Start of Available data

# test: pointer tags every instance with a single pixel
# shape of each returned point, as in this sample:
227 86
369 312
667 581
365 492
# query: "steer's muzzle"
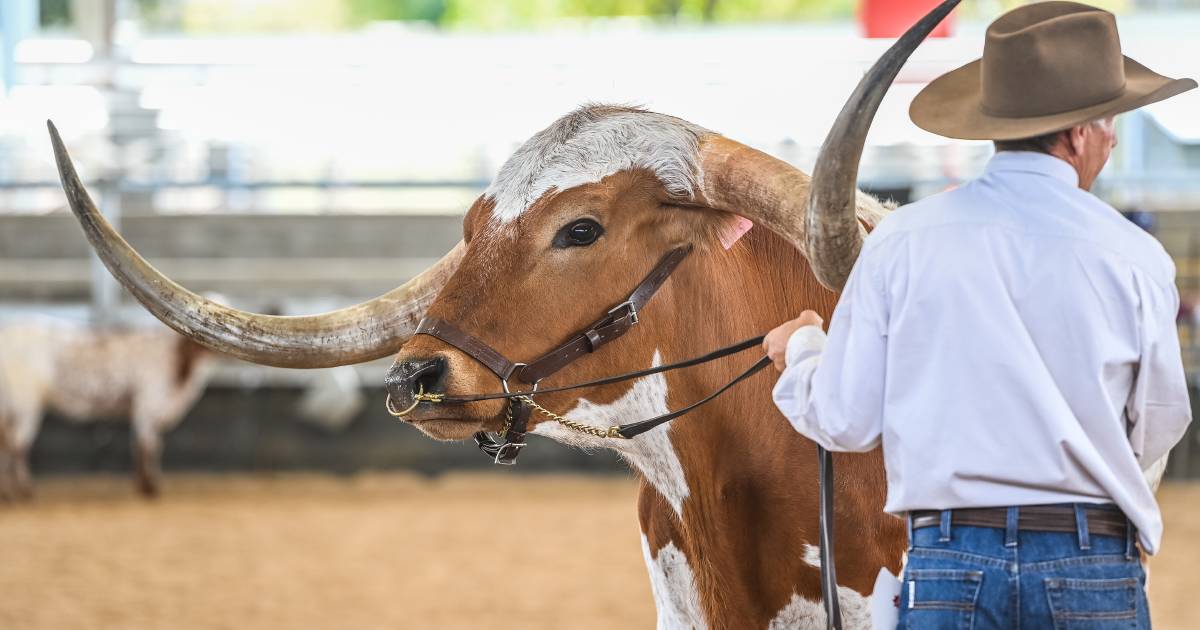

End of Available data

Could you repeat each line above exactly as written? Omit the pictures.

● **Your solution**:
# test: pointer tags every instance with a single pixel
# shape of each returned point, as in this sample:
227 86
369 312
667 581
365 492
# query: "steer's muzzle"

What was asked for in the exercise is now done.